> [EXCERPT TO READ]
Nutritional advice for reducing risk of colon cancer

The American Cancer Society (ACS) and the American Institute for Cancer Research recommend limiting red meat and processed meats to no more than 18 oz (cooked weight) per week. There is evidence that red meat and especially processed meat increase the risk of colorectal cancer. Red meats are defined as beef, pork and lamb. Processed refers to meats preserved by smoking, curing or salting or by the addition of preservatives - ham, bacon, bologna, pepperoni, salami, corned beef, jerky, hot dogs, bratwurst and sausages.

We know that red meat is an excellent source of Vitamin B 12 and iron; if red meat is not eaten, other sources may need to be identified. For a low saturated fat intake, lean cuts of red meat include round steak, sirloin tip, and eye of round roast, loin pork chops and pork tenderloin. Research done by the National Cancer Institute found that muscle meats cooked at high temperatures (frying, broiling, grilling) formed Heterocyclic Amines, chemicals that may increase cancer risk. Slower cooking methods – baking, roasting, grilling at a lower temperature for a longer time, and using tongs instead of piercing meat on the grill is encouraged.

If red meat is included, the challenge is to keep the serving size small (3 ounce serving 3-4 x/week) and to use chicken, turkey, fish, beans, lentils or soy for other meals. Cancer protective nutrition includes a minimum of 5 servings of vegetables and fruits a day with the goal of 7-9 servings a day. Diets high in vegetables and fruits have been linked to a decrease in colorectal cancer. Calcium intake from food or supplements and higher Vitamin D levels (25(OH)D) are probably protective for colorectal cancer. Dietary calcium sources include calcium fortified juice, dairy products, calcium fortified cereals. 

A plant-based diet can include small amounts of lean meats or fish but the plate is at least 2/3 vegetables and whole grains. Plant-based diet research focuses on the benefit of whole foods and a healthy diet as the best way to reduce cancer risk. Focusing on just one or two foods or nutrients may not result in the cancer fighting benefit that is desired.

Maintaining or reaching a healthy weight and regular exercise also reduce the risk of colorectal cancer. According to ACS, one- third of all cancer deaths are related to diet and activity factors. Let’s hope that Michelle Obama’s “Let’s Move” initiative for childhood obesity might have a major impact on cancer rates in general. This campaign focuses on four factors: Healthy Choices, Healthier Schools, Physical Activity and Accessible and Affordable Healthy Food. "Choose your food carefully, eat less, exercise more and reduce your risk."

> [WHAT YOU ARE ASKED TO DO]
Rewrite the passage of the colon cancer nutrition advice that opens with "We know that" and closes with "grill is encouraged.", putting "HCAs" in place of "Heterocyclic Amines".

> [SOURCE INFORMATION]
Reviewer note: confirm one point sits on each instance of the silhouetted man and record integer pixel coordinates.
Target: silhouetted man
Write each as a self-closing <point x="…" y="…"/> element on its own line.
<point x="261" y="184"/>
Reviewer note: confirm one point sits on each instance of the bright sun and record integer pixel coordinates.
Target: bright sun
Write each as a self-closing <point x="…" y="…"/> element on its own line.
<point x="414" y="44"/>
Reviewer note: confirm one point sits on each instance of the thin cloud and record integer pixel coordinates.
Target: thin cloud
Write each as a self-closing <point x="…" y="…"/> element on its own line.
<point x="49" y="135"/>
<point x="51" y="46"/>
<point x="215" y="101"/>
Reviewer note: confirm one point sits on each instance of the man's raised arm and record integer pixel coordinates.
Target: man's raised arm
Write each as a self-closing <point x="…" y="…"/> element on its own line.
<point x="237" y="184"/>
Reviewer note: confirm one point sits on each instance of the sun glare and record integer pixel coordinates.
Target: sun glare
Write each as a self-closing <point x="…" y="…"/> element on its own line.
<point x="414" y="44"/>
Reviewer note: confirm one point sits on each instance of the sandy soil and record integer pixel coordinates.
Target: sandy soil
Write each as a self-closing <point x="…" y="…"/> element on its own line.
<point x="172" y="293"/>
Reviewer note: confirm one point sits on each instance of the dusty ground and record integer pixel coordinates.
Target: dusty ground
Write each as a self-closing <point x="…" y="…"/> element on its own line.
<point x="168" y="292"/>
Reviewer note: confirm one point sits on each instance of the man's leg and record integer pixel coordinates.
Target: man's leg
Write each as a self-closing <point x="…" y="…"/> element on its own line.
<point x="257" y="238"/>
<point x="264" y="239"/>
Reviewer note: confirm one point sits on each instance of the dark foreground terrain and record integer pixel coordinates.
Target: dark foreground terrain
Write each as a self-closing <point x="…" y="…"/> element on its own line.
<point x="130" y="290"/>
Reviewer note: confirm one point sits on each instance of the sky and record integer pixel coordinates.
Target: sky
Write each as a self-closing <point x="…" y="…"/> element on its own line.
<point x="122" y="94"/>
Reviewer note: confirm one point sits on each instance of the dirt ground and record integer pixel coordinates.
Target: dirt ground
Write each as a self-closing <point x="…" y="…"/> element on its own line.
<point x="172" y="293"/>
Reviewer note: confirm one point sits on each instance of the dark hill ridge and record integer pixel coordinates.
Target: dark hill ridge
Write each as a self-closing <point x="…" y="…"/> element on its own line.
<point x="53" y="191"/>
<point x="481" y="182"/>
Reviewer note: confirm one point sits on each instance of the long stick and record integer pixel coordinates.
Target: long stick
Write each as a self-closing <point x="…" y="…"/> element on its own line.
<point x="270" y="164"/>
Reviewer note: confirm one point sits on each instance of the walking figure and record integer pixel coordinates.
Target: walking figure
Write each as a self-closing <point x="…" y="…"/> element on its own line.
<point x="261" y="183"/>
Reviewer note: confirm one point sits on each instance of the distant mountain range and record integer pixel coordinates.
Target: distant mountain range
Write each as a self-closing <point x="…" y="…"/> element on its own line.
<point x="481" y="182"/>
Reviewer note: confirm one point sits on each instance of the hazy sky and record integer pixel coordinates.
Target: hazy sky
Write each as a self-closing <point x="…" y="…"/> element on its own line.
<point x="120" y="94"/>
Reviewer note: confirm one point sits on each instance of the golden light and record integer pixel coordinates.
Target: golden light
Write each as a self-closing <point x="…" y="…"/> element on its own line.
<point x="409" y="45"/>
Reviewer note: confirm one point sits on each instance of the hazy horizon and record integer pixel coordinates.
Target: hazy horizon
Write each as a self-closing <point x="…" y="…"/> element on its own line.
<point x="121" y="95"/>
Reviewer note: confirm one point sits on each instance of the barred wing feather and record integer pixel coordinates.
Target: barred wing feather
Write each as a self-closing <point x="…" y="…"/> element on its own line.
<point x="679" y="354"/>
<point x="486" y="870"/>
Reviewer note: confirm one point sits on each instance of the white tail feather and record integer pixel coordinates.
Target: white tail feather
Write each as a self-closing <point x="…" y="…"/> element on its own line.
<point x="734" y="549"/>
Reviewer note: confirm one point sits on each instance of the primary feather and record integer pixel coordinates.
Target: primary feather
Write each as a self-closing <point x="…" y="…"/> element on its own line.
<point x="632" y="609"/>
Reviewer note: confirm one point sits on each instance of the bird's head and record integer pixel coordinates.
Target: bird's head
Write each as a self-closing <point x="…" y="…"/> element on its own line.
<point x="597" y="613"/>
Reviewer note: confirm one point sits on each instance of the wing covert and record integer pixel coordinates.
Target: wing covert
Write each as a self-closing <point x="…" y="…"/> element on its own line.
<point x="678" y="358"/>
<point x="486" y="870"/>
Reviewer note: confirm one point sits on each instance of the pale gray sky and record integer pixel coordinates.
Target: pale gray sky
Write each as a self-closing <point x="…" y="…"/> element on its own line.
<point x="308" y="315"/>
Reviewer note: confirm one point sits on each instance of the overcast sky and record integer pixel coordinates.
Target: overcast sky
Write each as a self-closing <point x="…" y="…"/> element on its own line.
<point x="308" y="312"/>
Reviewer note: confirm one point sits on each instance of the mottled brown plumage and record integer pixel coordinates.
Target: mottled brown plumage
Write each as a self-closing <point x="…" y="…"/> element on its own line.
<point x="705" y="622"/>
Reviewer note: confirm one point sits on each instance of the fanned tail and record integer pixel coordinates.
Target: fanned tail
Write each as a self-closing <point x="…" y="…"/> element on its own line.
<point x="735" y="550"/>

> [EXERCISE RESPONSE]
We know that red meat is an excellent source of Vitamin B 12 and iron; if red meat is not eaten, other sources may need to be identified. For a low saturated fat intake, lean cuts of red meat include round steak, sirloin tip, and eye of round roast, loin pork chops and pork tenderloin. Research done by the National Cancer Institute found that muscle meats cooked at high temperatures (frying, broiling, grilling) formed HCAs, chemicals that may increase cancer risk. Slower cooking methods – baking, roasting, grilling at a lower temperature for a longer time, and using tongs instead of piercing meat on the grill is encouraged.